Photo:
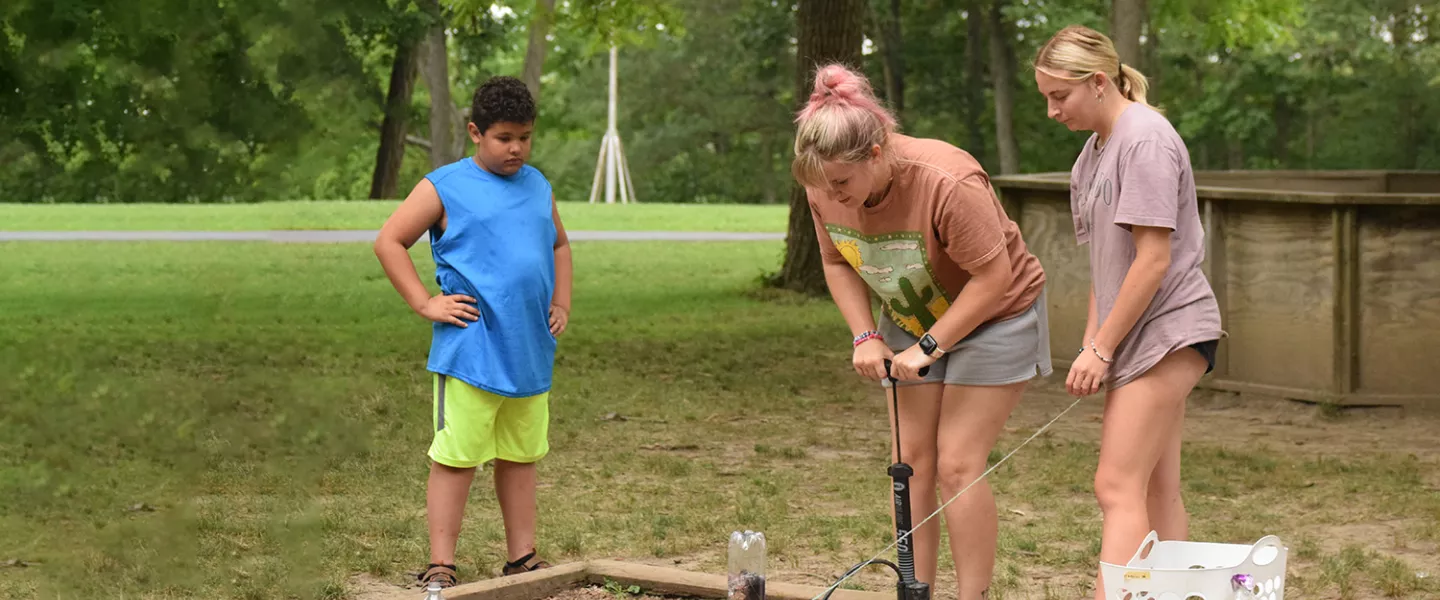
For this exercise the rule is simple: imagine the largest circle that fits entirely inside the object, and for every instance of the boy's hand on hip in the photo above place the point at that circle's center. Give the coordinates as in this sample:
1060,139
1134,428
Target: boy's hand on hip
559,317
454,310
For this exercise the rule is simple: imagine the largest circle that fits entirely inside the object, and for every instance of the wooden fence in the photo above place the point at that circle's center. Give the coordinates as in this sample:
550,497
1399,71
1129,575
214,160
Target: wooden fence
1328,281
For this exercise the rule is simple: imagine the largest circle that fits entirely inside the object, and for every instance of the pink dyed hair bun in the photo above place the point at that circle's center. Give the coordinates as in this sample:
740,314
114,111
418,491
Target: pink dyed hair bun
838,87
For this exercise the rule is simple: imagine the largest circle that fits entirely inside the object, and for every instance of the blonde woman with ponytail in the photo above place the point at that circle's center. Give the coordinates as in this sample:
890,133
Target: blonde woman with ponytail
1154,321
916,222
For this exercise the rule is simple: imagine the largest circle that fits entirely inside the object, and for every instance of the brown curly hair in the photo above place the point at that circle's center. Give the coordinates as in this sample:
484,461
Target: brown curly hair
501,100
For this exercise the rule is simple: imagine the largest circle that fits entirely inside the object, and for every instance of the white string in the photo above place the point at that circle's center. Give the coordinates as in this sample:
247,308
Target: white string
952,498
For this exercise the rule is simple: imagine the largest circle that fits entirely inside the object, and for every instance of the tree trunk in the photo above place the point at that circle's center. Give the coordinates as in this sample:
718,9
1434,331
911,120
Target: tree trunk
974,92
768,160
1002,69
1126,17
445,127
534,49
828,30
1234,154
1151,62
894,58
390,153
1283,117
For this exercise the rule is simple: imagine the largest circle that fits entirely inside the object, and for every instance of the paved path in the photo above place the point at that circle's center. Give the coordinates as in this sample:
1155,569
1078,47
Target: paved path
323,236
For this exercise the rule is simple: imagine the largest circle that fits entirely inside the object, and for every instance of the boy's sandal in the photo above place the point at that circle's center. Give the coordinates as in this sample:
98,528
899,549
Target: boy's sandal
524,564
441,573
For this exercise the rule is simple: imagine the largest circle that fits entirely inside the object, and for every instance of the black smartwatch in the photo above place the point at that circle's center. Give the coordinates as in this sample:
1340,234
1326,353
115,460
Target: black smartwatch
930,347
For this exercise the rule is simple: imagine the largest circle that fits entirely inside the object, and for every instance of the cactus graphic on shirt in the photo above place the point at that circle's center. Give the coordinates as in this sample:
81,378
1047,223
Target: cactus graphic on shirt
896,266
915,305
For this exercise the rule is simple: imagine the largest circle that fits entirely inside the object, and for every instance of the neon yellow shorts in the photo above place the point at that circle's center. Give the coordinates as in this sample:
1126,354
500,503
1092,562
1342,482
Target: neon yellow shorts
474,426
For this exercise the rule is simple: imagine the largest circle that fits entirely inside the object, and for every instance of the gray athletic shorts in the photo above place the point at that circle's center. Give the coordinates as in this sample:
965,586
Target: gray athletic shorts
994,354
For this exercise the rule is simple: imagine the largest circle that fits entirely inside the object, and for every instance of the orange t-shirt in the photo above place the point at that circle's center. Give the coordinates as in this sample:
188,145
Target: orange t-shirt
915,246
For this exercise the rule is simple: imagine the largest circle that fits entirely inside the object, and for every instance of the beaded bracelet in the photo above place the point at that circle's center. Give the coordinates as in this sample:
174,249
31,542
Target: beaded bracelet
867,335
1098,354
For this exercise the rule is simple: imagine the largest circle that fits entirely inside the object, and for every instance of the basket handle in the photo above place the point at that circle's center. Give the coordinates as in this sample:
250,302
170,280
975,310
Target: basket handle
1266,551
1146,546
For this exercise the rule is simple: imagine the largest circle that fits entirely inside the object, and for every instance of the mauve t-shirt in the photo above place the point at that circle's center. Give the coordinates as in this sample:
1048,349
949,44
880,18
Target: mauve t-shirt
1142,177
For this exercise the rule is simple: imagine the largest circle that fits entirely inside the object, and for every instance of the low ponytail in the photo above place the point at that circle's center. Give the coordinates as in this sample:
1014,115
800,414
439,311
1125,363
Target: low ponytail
1132,84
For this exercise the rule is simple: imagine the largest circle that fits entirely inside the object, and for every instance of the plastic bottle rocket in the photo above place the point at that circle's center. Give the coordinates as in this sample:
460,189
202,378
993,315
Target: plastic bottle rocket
746,573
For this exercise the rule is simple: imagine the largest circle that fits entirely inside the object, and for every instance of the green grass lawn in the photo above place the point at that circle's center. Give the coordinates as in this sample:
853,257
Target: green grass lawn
370,215
249,420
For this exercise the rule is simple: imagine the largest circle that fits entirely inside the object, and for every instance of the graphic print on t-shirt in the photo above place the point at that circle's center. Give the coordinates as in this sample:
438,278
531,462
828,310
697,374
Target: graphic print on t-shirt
894,265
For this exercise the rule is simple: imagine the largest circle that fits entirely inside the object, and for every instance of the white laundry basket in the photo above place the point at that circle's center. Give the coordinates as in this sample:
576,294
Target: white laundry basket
1187,570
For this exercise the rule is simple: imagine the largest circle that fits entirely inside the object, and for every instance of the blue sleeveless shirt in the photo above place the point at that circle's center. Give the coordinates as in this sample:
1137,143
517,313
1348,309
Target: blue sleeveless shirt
498,248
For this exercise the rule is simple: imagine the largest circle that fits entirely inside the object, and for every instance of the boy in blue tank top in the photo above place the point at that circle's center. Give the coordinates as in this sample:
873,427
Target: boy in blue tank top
503,268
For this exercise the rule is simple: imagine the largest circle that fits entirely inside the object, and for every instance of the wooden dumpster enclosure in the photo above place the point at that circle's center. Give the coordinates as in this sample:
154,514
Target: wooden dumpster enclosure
1328,281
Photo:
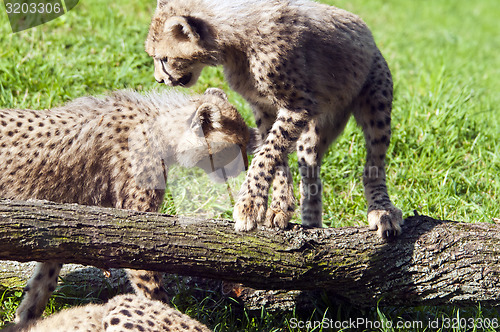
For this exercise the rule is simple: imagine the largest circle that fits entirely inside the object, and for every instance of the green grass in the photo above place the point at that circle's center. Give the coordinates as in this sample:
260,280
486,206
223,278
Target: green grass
443,159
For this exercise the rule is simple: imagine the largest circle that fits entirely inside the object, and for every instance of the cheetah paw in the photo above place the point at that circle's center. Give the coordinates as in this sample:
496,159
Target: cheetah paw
248,213
277,218
387,223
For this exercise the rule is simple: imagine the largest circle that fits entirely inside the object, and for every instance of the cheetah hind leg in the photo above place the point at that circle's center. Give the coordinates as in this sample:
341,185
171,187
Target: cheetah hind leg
37,291
282,205
148,284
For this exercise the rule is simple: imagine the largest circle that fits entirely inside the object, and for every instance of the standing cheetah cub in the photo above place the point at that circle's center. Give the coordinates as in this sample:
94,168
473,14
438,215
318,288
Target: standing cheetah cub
114,151
122,313
304,68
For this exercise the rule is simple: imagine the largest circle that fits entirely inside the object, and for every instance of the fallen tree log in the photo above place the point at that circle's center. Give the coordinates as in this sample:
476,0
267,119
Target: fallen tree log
433,262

==============================

» What you have to do: With pictures excluded, the material is to be written out exactly as given.

» Result of this exercise:
Photo:
For this exercise the rule is simple: imagine the largest circle that fits entirely inside the object, and for every instance of the boy's hand on hip in the photo above place the point at that circle's center. Give the coordinates as in this sample:
1060,139
1134,428
Target: boy's hand on hip
559,317
454,310
For this exercise the rule is simple: imagine the largest circle that fits entirely inside the object, and for every instance of the wooden fence in the photo above place the point at that circle's center. Give the coordinates as in this sample:
550,497
1399,71
1129,575
214,160
Target: wooden fence
1328,281
For this exercise the rule is simple: imagine the largest circle that fits entirely inside the object, and for every instance of the pink dyed hair bun in the photo above place the point at that circle's center. Give the coordinates as in this sample:
740,314
114,111
418,491
Target: pink dyed hair bun
838,87
For this exercise the rule is simple: imagine the largest circle that fits entirely inside the object, and for every instance of the blonde woman with ponytail in the photo above place the point at that circle's center. Give the coordinates as in this sample:
890,133
Target: blonde woman with ponytail
1154,321
916,222
For this exercise the rule is simple: imagine the largest circle that fits entirely inside the object, and for every instance of the brown curly hair in the photo above place the point at that circle's center. Give the coordinates as in this sample:
484,461
Target: brown curly hair
501,100
For this exercise the rule is simple: imagine the largest circle that fits entirely inside the object, and for every instance of the white string in the photo above place the point at that circle's center. Give the coordinates as in this sample:
247,308
Target: white string
952,498
For this exercise the rule is simple: imagine the largest circle that fits entirely inside the object, and for every instance of the tree trunk in the photo above place the point at that circle's center. Give the coordinates as in this sample:
718,9
1434,331
911,120
Target: tree trunk
974,92
768,160
1002,69
1126,17
445,127
534,49
828,30
1234,154
1151,62
894,58
390,153
1283,117
For this exercise the rule is simple: imagine the largest circle that fits entirely inside the object, and for every instance of the paved path in the photo above place the point at that circle's center. Give the coordinates as in this sample:
1155,569
1078,47
Target: paved path
323,236
For this exercise the rule is simple: imagine the largest circle that fits entirely inside the object, and for every instance of the boy's sandal in the photo above place the point at that circle's center. Give the coordinates as in this sample:
98,528
899,549
Target: boy's sandal
524,564
441,573
For this exercise the rule is simple: imagine the largest circle that fits entirely inside the object, and for every instance of the black smartwatch in the photo above place the point at that circle's center. Give the coordinates as in this sample:
1340,234
1326,353
115,460
Target: black smartwatch
930,347
For this exercise the rule is simple: imagine the largest circle that fits entirely inside the object, and for every instance of the cactus graphic on shirt in the photo above place the point at that circle's center. Give the coordinates as in this sample:
81,378
1047,223
Target: cactus graphic on shirt
896,266
915,305
For this exercise the rule is simple: imagine the largest circle that fits entirely inside the object, and for every instance of the neon yellow shorts in the photo above place the point at that circle's center. Give the coordinates as in this sample:
1126,354
500,503
1092,562
1342,482
Target: neon yellow shorts
474,426
For this exercise the rule is simple: imagine the largest circle that fits entirely inside the object, and for every instance of the gray athletic shorts in the photo above place the point at that circle's center. Give the coordinates as in this sample:
965,586
Target: gray athletic shorts
994,354
For this exercise the rule is simple: imagine the largest circle that fits entirely inside the object, and for every instance of the orange t-shirt in the photo above place the point at that circle's center. Give the coordinates as in this sample:
188,145
Target: orange t-shirt
915,246
For this exercise the rule is simple: imagine the largest circle that fits entirely inside the object, and for every instance of the beaded bracelet in the photo above place the point at that circle's center. Give the coordinates as in this sample:
174,249
31,542
Target: beaded bracelet
867,335
1098,354
For this exercise the rule is simple: imagine the largest circle that fits entirely inside the object, and for every instance of the basket handle in the photo above place the point at that circle's center. Give the coordinates as in this sample:
250,302
170,280
975,310
Target: basket handle
1266,551
1146,546
For this exercise the rule is simple: imagine the largest circle that fits entirely inside the object, and for every instance of the mauve t-shirt in the photo above place the point at that circle's center. Give the coordinates as in this sample:
1048,349
949,44
880,18
Target: mauve t-shirt
1142,177
For this exercise the rule is simple: imagine the largest circle that fits entirely inside the object, and for every instance of the low ponytail in the photo above place the point at that circle's center. Give the coordinates as in this sample:
1014,115
800,414
439,311
1125,363
Target: low ponytail
1132,84
For this exercise the rule is simple: imagine the largest circle that fits entirely inside the object, and for every instance of the plastic bottle rocket in the photo above place the point at that circle's center. Give the coordinates as in this sample:
460,189
202,378
993,315
Target: plastic bottle rocket
746,573
For this exercise the rule is simple: imagine the largest circle that fits entirely inside the object, and for every instance of the green grass lawn in the photo above place the point at that circle's center. Give the coordinates as in this sample:
853,257
Target: green grass lawn
370,215
249,420
For this exercise the rule is simple: imagine the largest circle that fits entirely inside the object, and for every instance of the graphic print on t-shirt in the photo above place the point at that circle's center. Give the coordinates as in this sample:
438,278
531,462
828,310
697,374
Target: graphic print on t-shirt
894,265
For this exercise the rule is simple: imagine the largest circle that fits entirely inside the object, and for every instance of the white laundry basket in the photo above place the point at that circle's center. Give the coordinates as in this sample:
576,294
Target: white laundry basket
1187,570
For this exercise the rule is simple: imagine the largest circle that fits entirely inside the object, and for every instance of the blue sleeveless shirt in the photo above place the point at that circle's center. Give the coordinates as in this sample:
1137,143
517,313
1348,309
Target: blue sleeveless shirt
498,248
For this exercise the rule is simple: imagine the largest circle that fits entirely inside the object, and for every instance of the boy in blue tank top in the photo above place the point at that circle's center. Give the coordinates as in this sample:
873,427
Target: boy in blue tank top
503,268
For this exercise the rule is simple: imagine the largest circle that fits entirely inside the object, and for every instance of the wooden dumpster enclosure in the photo above place the point at that circle's center. Give the coordinates as in this sample:
154,514
Target: wooden dumpster enclosure
1328,281
Photo:
For this exercise the rule is simple: imagine the largest circle that fits entirely inside the object, and for every instance of the green grass in the photo above place the point at that circle's center. Give the coordinates as in this sample:
260,280
486,206
223,278
Target: green grass
443,159
For this exercise the rule is simple: imagine the largest circle that fits entirely inside the object, and for every instance of the cheetah paw in the photo above place the point at that circle's center. Give the coordinates as in this sample:
496,159
Target: cheetah paw
248,213
277,218
387,223
For this exercise the rule is simple: imagine the largest circle that fits entirely inside the object, and for every instance of the cheetah hind leg in the photo above place the point at that circle's center. Give the coordinates as in this sample:
341,185
171,187
Target: cheetah hind leg
37,291
282,205
148,284
For this exercise the rule is simple: imagine the largest circle that fits entirely inside the object, and for every instance of the standing cheetah cub in the photo above place the point at that circle's center. Give the coordinates as in this sample:
94,168
473,14
438,215
318,288
Target: standing cheetah cub
114,151
122,313
304,68
For this exercise the rule is simple: imagine the largest circle that fits entirely inside the object, and for every instance of the fallen tree log in the photo above place the point at that circle's center. Give the coordinates as in this sample:
476,0
267,119
Target: fallen tree log
433,262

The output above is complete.